Nooses dangled after black students dared share the shade under traditionally reserved 'whites-only' gathering spot.
Top Jena school district officials overruled the principal's recommendation to expel the white students responsible to hanging the nooses dismissing their inflammatory action as an adolescent prank.
For blacks, lynching is not a matter easily dismissed.
A 1919 NAACP report on lynching listed Louisiana as ranking fourth behind Georgia, Mississippi and Texas in the number of officially recorded incidents of this type of racist terrorism.
Thousands often attended lynching, once known as America's 'blood sport.' Beyond mob-justice against alleged criminals, lynching was a device for social control, ethnic cleansing and economic theft.
In July 1934 a prosecutor in Bastrop, La - about 60-miles north of Jena - refused to investigative the lynching of a black man in that town's public square. This prosecutor told a mob numbering 3,000 that he "sympathized with its attitude" moments before the hanging of this suspected criminal, according to an account in a New York newspaper.
The sympathy shown to whites by that prosecutor in Bastrop is eerily similar to sympathies displayed by the white prosecutor in Jena whose impermissible race based charging practices violate any legal discretion given prosecutors for lodging charges.
In June 2005, when the US Senate approved a resolution apologizing for that body's failure to enact federal anti-lynching legislation, Senators refusing to support that apology included Senators from Georgia, Mississippi and Texas...the top three lynch states in that 1919 NAACP report.
Louisiana Senator Mary Landrieu initiated that anti-lynching resolution. Landrieu recently called for a US Justice Department investigation into the Jena incidents which now garner national attention.
Many across America take comfort in the claim that racism today is a minor matter due to the civil rights success of the 1960s. This comfort is a consequence of one of the most effective tools in the arsenal of institutional racism: Weapons of Mass Deception.
One misinformed comfort from WMD fallout is that the US Supreme Court has a century old tradition of correcting race based excesses.

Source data
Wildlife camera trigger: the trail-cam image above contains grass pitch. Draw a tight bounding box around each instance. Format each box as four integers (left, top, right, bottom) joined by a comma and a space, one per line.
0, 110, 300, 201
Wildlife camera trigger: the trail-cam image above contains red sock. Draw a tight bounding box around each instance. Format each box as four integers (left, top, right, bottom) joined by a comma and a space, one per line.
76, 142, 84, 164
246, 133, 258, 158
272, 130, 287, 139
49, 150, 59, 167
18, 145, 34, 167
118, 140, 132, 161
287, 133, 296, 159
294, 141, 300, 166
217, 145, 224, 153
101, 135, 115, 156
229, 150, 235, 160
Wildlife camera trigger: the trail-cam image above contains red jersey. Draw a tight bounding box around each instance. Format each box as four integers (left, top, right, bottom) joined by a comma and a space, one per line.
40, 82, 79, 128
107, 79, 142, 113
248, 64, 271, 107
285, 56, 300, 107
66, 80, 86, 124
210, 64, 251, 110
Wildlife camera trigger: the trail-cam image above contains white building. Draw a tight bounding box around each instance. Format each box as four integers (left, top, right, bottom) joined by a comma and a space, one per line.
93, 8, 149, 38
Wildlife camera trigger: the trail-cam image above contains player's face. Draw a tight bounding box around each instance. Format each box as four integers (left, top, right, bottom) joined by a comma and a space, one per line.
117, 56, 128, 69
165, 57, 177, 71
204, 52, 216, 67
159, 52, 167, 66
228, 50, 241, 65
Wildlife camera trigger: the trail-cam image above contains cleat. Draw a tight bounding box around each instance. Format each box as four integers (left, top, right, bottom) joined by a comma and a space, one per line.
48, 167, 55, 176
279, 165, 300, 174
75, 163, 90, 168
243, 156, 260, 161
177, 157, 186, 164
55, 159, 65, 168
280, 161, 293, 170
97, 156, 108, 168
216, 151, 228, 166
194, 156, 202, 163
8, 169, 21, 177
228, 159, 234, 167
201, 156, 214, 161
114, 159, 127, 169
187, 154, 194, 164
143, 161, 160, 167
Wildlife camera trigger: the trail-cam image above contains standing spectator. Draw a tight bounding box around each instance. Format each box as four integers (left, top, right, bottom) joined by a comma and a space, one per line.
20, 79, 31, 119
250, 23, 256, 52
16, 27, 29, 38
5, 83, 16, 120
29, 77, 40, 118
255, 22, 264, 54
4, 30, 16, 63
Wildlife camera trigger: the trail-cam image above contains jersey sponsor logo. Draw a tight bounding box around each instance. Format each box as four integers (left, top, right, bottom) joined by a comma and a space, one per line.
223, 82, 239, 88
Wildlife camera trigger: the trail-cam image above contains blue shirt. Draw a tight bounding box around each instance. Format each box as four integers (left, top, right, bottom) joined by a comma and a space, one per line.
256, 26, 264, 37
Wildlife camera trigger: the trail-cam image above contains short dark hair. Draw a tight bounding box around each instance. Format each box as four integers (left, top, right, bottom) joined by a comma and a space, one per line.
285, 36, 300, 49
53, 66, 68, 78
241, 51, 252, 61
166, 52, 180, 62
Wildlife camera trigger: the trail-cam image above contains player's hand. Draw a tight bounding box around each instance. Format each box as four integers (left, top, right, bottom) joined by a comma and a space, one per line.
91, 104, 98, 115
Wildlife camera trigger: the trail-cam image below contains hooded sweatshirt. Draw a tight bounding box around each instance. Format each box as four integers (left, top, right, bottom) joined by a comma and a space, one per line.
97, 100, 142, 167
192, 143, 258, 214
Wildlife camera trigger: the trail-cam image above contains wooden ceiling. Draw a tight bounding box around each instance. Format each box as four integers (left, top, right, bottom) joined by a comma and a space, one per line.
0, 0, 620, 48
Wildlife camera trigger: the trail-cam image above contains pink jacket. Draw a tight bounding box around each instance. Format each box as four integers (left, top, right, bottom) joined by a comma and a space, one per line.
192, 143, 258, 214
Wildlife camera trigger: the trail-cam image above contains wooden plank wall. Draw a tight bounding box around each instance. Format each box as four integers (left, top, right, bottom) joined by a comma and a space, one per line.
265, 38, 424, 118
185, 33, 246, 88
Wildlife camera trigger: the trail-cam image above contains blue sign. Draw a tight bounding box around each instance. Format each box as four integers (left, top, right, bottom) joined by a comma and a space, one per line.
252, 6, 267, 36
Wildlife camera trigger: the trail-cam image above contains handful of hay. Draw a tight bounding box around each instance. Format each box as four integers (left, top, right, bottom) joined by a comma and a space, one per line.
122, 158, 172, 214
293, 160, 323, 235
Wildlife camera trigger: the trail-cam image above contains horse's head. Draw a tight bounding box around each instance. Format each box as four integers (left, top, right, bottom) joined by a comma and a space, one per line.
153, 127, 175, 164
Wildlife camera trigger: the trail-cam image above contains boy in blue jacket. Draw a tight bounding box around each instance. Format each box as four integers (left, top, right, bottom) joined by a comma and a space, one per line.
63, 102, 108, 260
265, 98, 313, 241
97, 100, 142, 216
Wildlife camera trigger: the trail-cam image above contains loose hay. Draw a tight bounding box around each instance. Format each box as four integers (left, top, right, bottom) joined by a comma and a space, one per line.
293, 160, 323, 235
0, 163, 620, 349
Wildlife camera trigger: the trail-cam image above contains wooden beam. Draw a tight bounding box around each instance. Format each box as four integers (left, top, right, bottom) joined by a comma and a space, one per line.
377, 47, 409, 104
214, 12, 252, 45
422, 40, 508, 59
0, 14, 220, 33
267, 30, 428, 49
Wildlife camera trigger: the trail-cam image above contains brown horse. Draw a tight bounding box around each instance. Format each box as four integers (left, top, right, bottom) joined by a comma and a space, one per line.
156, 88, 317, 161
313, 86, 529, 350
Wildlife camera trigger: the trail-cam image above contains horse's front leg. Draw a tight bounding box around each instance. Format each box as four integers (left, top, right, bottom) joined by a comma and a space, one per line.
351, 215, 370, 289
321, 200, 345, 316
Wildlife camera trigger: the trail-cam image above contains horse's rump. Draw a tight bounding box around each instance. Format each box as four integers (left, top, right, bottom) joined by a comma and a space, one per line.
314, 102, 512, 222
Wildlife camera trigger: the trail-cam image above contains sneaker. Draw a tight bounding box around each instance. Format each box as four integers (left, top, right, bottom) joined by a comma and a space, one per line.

### WORK TASK 1
From the passage on Jena, quote everything from "A 1919 NAACP" down to "of racist terrorism.".
### WORK TASK 2
Answer these questions from the passage on Jena:
(a) Which state did the 1919 NAACP report rank fourth in officially recorded lynchings?
(b) How large was the mob that the Bastrop prosecutor addressed in July 1934?
(c) Who initiated the Senate's anti-lynching resolution?
These rows are separate material, unrelated to the passage on Jena.

### PROBLEM SOLUTION 1
A 1919 NAACP report on lynching listed Louisiana as ranking fourth behind Georgia, Mississippi and Texas in the number of officially recorded incidents of this type of racist terrorism.

### PROBLEM SOLUTION 2
(a) Louisiana
(b) 3,000 people
(c) Louisiana Senator Mary Landrieu